Lines of data:
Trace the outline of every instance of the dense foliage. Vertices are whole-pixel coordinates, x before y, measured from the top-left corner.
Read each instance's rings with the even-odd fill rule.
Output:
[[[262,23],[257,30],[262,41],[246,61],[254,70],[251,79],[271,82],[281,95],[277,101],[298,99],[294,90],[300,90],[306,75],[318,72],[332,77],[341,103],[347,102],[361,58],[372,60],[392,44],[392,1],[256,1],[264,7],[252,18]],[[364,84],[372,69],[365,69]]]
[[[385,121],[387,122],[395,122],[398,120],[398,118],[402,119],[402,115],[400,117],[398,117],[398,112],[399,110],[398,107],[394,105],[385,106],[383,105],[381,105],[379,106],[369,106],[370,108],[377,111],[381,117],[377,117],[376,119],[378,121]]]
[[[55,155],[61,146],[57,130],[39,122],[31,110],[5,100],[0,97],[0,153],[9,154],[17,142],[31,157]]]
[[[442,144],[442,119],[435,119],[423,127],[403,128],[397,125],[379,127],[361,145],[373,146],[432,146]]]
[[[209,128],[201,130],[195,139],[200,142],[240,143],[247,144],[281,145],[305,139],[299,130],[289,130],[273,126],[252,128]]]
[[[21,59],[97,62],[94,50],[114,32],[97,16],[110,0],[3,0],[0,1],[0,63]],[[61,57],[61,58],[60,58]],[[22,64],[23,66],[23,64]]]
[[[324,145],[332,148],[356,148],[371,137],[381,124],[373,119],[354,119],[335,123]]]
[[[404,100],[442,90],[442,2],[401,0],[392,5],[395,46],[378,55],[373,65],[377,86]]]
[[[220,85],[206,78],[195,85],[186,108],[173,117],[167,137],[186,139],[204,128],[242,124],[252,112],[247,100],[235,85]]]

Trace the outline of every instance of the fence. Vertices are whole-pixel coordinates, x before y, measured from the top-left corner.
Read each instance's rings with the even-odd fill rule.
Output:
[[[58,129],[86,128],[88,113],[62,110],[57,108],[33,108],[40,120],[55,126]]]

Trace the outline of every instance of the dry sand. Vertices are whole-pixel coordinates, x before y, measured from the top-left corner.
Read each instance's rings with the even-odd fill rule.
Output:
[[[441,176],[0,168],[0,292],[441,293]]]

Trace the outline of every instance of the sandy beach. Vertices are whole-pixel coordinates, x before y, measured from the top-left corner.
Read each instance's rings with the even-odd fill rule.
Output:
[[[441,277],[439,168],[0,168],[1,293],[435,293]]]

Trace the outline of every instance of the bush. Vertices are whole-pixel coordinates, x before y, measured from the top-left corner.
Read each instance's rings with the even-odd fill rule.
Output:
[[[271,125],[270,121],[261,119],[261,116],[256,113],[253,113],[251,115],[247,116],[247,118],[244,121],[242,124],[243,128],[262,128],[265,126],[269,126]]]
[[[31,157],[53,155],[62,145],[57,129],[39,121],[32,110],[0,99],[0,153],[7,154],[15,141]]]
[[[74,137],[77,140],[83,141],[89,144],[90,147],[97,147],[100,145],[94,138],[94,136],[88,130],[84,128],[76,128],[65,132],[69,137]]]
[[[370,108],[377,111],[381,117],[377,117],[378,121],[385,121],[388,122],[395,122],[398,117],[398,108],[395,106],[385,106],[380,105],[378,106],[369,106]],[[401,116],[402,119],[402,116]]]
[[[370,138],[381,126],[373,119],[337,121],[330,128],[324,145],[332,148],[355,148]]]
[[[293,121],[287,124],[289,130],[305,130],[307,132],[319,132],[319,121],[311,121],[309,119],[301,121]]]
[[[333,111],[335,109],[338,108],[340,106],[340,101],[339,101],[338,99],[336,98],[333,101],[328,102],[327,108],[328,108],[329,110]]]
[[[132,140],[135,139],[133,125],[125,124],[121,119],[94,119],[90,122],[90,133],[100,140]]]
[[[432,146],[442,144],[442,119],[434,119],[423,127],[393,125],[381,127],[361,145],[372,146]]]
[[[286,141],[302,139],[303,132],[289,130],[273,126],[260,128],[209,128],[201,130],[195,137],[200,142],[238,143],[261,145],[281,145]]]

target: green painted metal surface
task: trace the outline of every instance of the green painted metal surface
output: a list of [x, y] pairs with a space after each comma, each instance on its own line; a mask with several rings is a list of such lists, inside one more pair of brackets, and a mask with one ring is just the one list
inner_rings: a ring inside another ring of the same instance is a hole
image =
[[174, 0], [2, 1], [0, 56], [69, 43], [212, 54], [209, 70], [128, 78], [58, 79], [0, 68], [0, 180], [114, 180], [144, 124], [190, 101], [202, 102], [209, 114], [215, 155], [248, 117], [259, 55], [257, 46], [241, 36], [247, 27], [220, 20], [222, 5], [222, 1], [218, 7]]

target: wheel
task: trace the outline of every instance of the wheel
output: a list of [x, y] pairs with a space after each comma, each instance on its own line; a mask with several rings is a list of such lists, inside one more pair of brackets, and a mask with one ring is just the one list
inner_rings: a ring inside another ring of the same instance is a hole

### Exercise prompt:
Rewrite all of the entries above, replacing "dense foliage" with "thick vegetation" wherever it occurs and leaving everything else unchanged.

### Exercise solution:
Trace the outline of every instance of the thick vegetation. Vertices are whole-pixel coordinates, x before y, measured from the top-left corner.
Read each instance's rings with the even-odd fill rule.
Output:
[[[262,23],[257,30],[262,41],[246,61],[254,70],[251,79],[271,82],[281,95],[277,101],[298,99],[294,90],[300,90],[306,75],[318,72],[332,77],[341,103],[347,102],[361,58],[372,60],[392,44],[392,1],[256,1],[264,7],[252,18]],[[364,84],[372,69],[365,69]]]
[[[385,121],[387,122],[395,122],[398,120],[398,118],[402,119],[402,115],[400,117],[398,117],[398,112],[399,110],[398,107],[394,105],[385,106],[383,105],[381,105],[379,106],[369,106],[370,108],[377,111],[381,117],[377,117],[376,119],[378,121]]]
[[[55,155],[61,146],[57,130],[39,122],[31,110],[5,100],[0,97],[0,153],[9,154],[17,142],[31,157]]]
[[[442,144],[442,119],[435,119],[423,127],[403,128],[397,125],[379,127],[361,145],[373,146],[432,146]]]
[[[209,128],[201,130],[195,139],[200,142],[240,143],[247,144],[281,145],[305,139],[299,130],[289,130],[273,126],[252,128]]]
[[[21,59],[97,62],[94,50],[114,32],[97,16],[110,0],[3,0],[0,1],[0,63]],[[61,57],[61,58],[60,58]],[[22,64],[23,66],[23,64]]]
[[[324,145],[332,148],[356,148],[371,137],[381,124],[373,119],[354,119],[335,123]]]
[[[404,100],[442,90],[442,2],[401,0],[392,5],[395,46],[378,55],[373,65],[377,86]]]
[[[220,85],[206,78],[195,85],[186,108],[173,117],[167,137],[186,139],[204,128],[242,124],[252,112],[247,100],[235,85]]]

Trace the outline of every instance of the fence. Vertices are whole-pixel coordinates, x before y, measured from the top-left corner.
Read each instance's rings with the even-odd fill rule.
Output:
[[[58,129],[86,128],[88,113],[62,110],[57,108],[33,108],[40,120],[55,126]]]

Trace the outline of every instance of the dry sand. Vertices are whole-pixel coordinates, x before y, measured from the top-left corner.
Read each instance's rings with the even-odd fill rule.
Output:
[[[441,176],[0,168],[0,292],[441,293]]]

Trace the outline of every instance of the sandy beach. Vertices are whole-pixel coordinates, x before y, measured from the top-left corner.
Read each instance's rings with the even-odd fill rule.
Output:
[[[441,277],[439,168],[0,168],[1,293],[435,293]]]

Trace the outline of every instance of the bush. Vertices are whole-pixel coordinates, x before y, measured from the top-left corner.
Read each instance's rings with the even-odd fill rule.
Output:
[[[271,125],[270,121],[261,119],[261,116],[256,113],[253,113],[251,115],[247,116],[247,118],[244,121],[242,124],[243,128],[262,128],[265,126],[269,126]]]
[[[31,157],[53,155],[62,145],[57,129],[39,121],[32,110],[0,99],[0,153],[7,154],[15,141]]]
[[[74,137],[77,140],[83,141],[89,144],[90,147],[97,147],[100,145],[94,138],[94,136],[88,130],[84,128],[76,128],[65,132],[69,137]]]
[[[370,108],[377,111],[381,117],[377,117],[378,121],[385,121],[388,122],[395,122],[398,117],[398,108],[395,106],[385,106],[380,105],[378,106],[369,106]],[[401,116],[402,119],[402,116]]]
[[[370,138],[381,126],[373,119],[337,121],[330,128],[324,145],[332,148],[355,148]]]
[[[293,121],[287,124],[289,130],[305,130],[307,132],[319,132],[319,121],[311,121],[309,119],[301,121]]]
[[[333,111],[335,109],[338,108],[340,106],[340,101],[339,101],[338,99],[336,98],[333,101],[328,102],[327,108],[328,108],[329,110]]]
[[[132,140],[135,139],[133,125],[125,124],[121,119],[94,119],[90,122],[90,133],[100,140]]]
[[[432,146],[442,144],[442,119],[434,119],[423,127],[393,125],[381,127],[361,145],[372,146]]]
[[[286,141],[302,139],[303,132],[289,130],[273,126],[260,128],[209,128],[201,130],[195,137],[200,142],[238,143],[261,145],[281,145]]]

target: green painted metal surface
task: trace the outline of every instance of the green painted metal surface
output: a list of [x, y] pairs with a space after each comma, each instance on its own line; a mask with several rings is a list of such lists, inside one more pair of brackets, and a mask with one ring is just the one list
inner_rings: a ring inside another ring of the same instance is a hole
image =
[[174, 0], [2, 1], [0, 56], [69, 43], [212, 54], [209, 70], [128, 78], [58, 79], [0, 68], [0, 180], [114, 180], [144, 124], [190, 101], [202, 102], [209, 114], [215, 155], [248, 117], [259, 55], [257, 46], [241, 36], [247, 27], [220, 20], [222, 5], [222, 1], [218, 7]]

target: wheel
task: trace the outline of every instance of the wheel
output: a list of [x, y] pairs with a space after each comma, each instance on its own line; a mask with several rings is a list of such lists, inside one more pair of brackets, and a mask with one ring is just the one list
inner_rings: a ring inside another ring of the same instance is a hole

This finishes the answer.